[Opening Information given section]
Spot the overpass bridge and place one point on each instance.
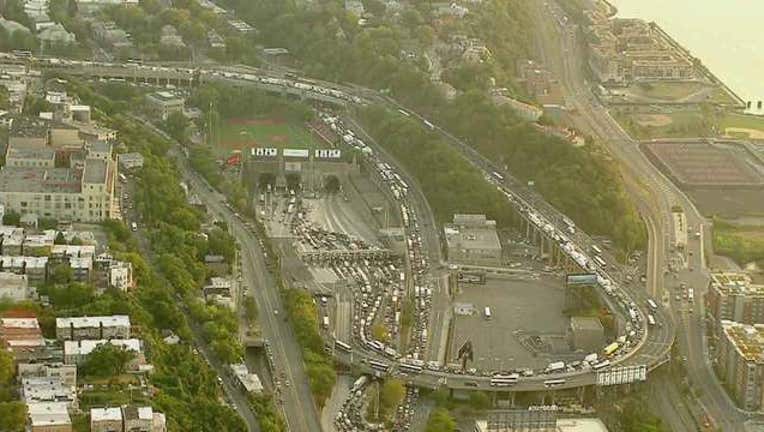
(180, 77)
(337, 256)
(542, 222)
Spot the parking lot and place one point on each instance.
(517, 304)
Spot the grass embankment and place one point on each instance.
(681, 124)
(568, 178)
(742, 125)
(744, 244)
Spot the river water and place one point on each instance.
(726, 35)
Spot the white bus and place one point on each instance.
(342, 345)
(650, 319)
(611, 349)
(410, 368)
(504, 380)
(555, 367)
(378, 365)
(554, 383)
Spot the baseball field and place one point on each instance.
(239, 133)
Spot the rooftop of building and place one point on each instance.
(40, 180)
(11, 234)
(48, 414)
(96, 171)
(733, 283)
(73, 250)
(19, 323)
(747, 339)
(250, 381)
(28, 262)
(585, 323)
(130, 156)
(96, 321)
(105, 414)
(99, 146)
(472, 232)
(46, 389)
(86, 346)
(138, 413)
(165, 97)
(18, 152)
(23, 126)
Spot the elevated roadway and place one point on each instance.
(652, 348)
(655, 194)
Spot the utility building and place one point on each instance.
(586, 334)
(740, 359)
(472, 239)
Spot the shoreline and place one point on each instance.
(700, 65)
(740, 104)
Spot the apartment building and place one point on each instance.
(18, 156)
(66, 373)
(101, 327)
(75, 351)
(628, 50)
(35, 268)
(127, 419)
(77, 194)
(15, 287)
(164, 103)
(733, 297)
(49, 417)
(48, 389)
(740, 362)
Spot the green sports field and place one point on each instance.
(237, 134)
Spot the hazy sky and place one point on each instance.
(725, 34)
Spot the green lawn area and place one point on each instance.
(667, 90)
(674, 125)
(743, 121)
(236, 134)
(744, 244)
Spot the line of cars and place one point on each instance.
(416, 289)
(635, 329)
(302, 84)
[Closing Information given section]
[Requirement] Please transcribe the entries precisely and omit any images they hold.

[Task solution]
Spot the overpass bridge and place one point on each instance.
(180, 77)
(337, 256)
(542, 222)
Spot the parking lot and place one point on each instance.
(517, 304)
Spot the grass embankment and place one point on each instance.
(681, 124)
(568, 178)
(742, 125)
(744, 244)
Spot the river water and place one point on each instance.
(726, 35)
Spot the white bus and place one point on each instance.
(342, 345)
(650, 319)
(611, 349)
(410, 368)
(504, 380)
(555, 367)
(378, 365)
(554, 383)
Spot the baseball field and place one point on each instance.
(239, 133)
Spot the rooftop of building and place one point on each instance.
(40, 180)
(11, 234)
(48, 414)
(96, 171)
(733, 283)
(73, 250)
(19, 323)
(747, 339)
(250, 381)
(28, 262)
(585, 323)
(130, 156)
(96, 321)
(105, 414)
(99, 146)
(472, 232)
(46, 389)
(86, 346)
(138, 413)
(165, 97)
(18, 152)
(23, 126)
Spot the elevated roadway and place one point on each instance.
(652, 348)
(655, 194)
Spot the utility building and place one point on each instance.
(586, 334)
(740, 359)
(472, 239)
Spot the shoreline and place one point on each instance.
(700, 65)
(740, 104)
Spot the apartment building and place one point on each instance.
(18, 156)
(66, 373)
(101, 327)
(75, 351)
(628, 50)
(35, 268)
(127, 419)
(77, 194)
(15, 287)
(164, 103)
(733, 297)
(49, 417)
(48, 389)
(740, 362)
Spot the green sports field and place one point on each instance.
(237, 134)
Spot the hazy sky and place one point on each instance.
(725, 34)
Spot the green lawn area and place one point on each instance.
(667, 90)
(674, 125)
(743, 121)
(236, 134)
(744, 244)
Spot the line of cars and place one point on each instance.
(416, 289)
(635, 329)
(302, 84)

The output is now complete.